READING TEXT:

Paul told us that “When children have displayed harmful sexual behaviour, often it is solely their behaviour, not the cause, that professionals respond to” [4]. Instead, the report argues, professionals must ‘recognise the signs of abuse of a child and [know] how best to respond when they suspect a child is being abused’ [1].  

Brook, a sexual health charity for young people, has produced a Sexual Health Behaviours Traffic Light Tool. The tool provides training to outline multi-agency responses that help ‘professionals to identify, understand and respond appropriately to sexual behaviours in young people’ [8]. The Cornwall and Isle of Scilly Safeguarding Children Partnership recommend the tool for ‘distinguishing between ‘normal’ age-appropriate behaviour and behaviour that causes concern’ [3]. 

  • Known offenders 

Paul maintains that “there needs to be greater robustness and consistency in practice when managing known sex offenders in the community’ [3]. The report highlighted that often when abuse has been identified, lack of hard evidence means that ‘professionals do not always feel confident to address it head-on with the family’ [1]. This results in children being left with a continued risk of sexual abuse [1].  

It is important that social care professionals are ‘confident in challenging the police: just because there is not enough evidence to secure a conviction does not mean that agencies should retreat’ [1]. It highlights the importance of multi-agency working, to ensure the perspectives, skills and insights of different agencies are utilised [1].   

The NSPCC’s Women as Protectors programme helps ‘mothers and carers who are in contact with a man who poses a risk of sexual harm to children’ [9]. However, they should not have to rely on themselves as protectors.

STATED PROBLEM A: List every organization named in the passage on child safeguarding.
The passage and the records come from unrelated sources.

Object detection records
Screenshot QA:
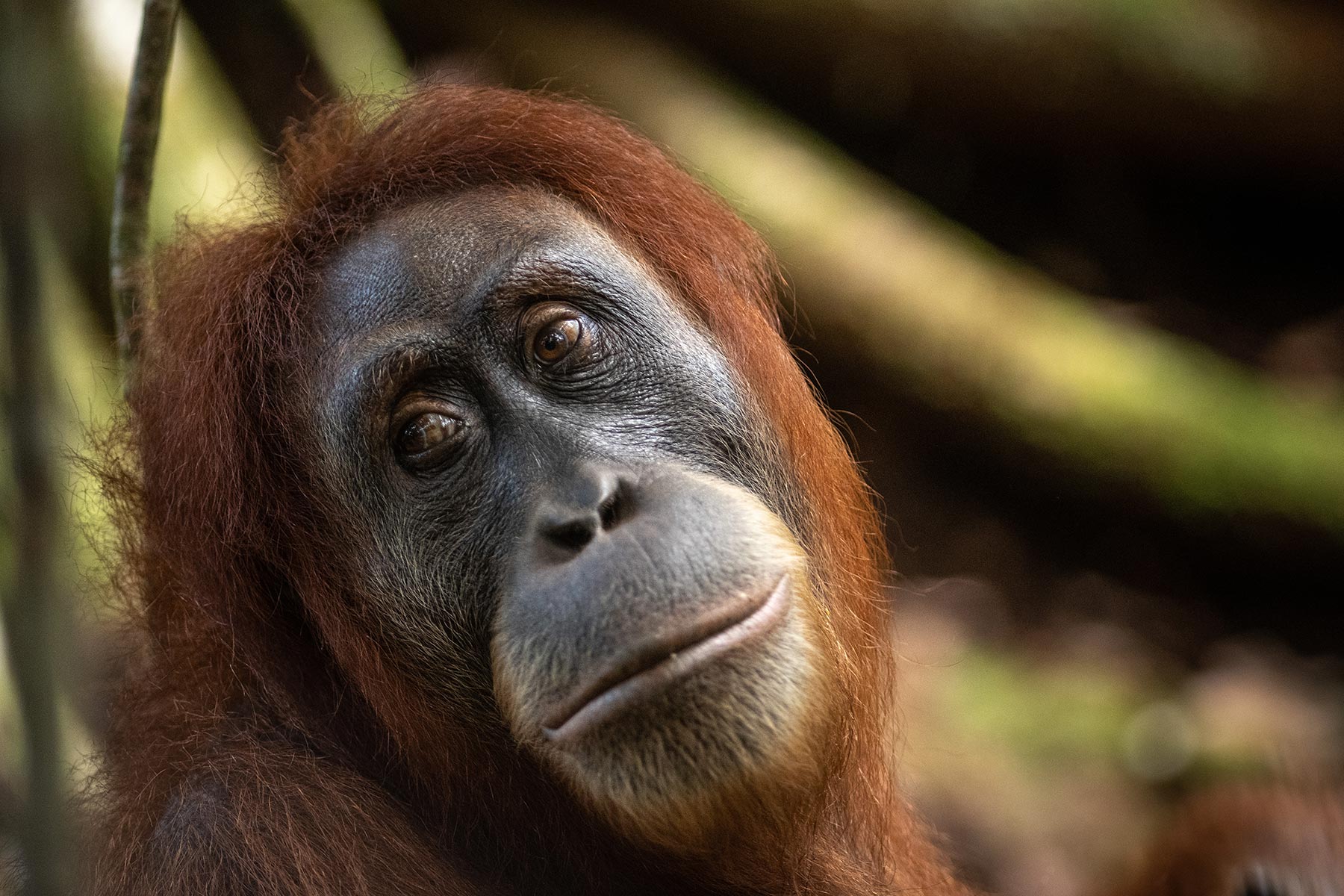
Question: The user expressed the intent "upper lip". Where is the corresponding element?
[541,573,789,740]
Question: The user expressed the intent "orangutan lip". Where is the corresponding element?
[541,573,790,741]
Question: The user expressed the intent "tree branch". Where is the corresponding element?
[414,3,1344,538]
[111,0,178,385]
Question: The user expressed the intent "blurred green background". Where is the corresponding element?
[0,0,1344,896]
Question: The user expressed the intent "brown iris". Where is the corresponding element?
[396,411,464,466]
[523,302,588,367]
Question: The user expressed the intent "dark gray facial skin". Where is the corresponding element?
[312,188,821,839]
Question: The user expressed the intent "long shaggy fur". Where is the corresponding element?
[87,86,959,895]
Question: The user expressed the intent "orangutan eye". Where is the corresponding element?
[396,411,467,470]
[523,302,588,367]
[532,317,583,364]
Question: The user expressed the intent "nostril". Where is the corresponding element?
[541,516,598,551]
[597,479,630,532]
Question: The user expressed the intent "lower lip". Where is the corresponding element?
[541,575,790,744]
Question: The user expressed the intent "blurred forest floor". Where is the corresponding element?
[0,0,1344,896]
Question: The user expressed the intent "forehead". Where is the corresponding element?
[314,187,638,344]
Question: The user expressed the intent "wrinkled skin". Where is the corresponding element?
[311,188,844,844]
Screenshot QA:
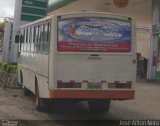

STATED PROBLEM B: Rewrite the records from their start through the line containing "[541,575,790,744]", replacing "orangutan" with "ape" and leaving the pictures out.

COMPLETE RESPONSE A:
- Brook
- The Cornwall and Isle of Scilly Safeguarding Children Partnership
- The NSPCC

COMPLETE RESPONSE B:
Screenshot QA:
Question: The user expressed the intent "upper lip". Where is the corresponding element?
[541,573,789,740]
Question: The user expressed the intent "ape lip". Where is the corresponding element?
[541,573,790,741]
Question: The user expressed the intent "tree branch". Where is the corresponding element?
[414,3,1344,538]
[111,0,178,385]
Question: The user expressed the intent "blurred green background". Where is the corresponding element?
[0,0,1344,896]
Question: The user expressed the intent "brown iris". Where is the corresponding element?
[396,411,464,466]
[523,302,588,367]
Question: The user expressed the intent "dark gray facial skin". Where is the corresponding element?
[312,188,821,839]
Question: The user expressed the intent "long shaggy fur". Where is the corresponding element?
[87,86,959,895]
Question: The user expressed the intent "ape eye". Where is the corresponding element?
[396,411,467,470]
[523,302,588,367]
[532,317,583,364]
Question: The user expressed the intent "nostril". Where is the corresponding element?
[541,516,598,551]
[597,479,630,532]
Question: The user expressed the intent "lower lip". Where is the corresponding element?
[541,575,790,744]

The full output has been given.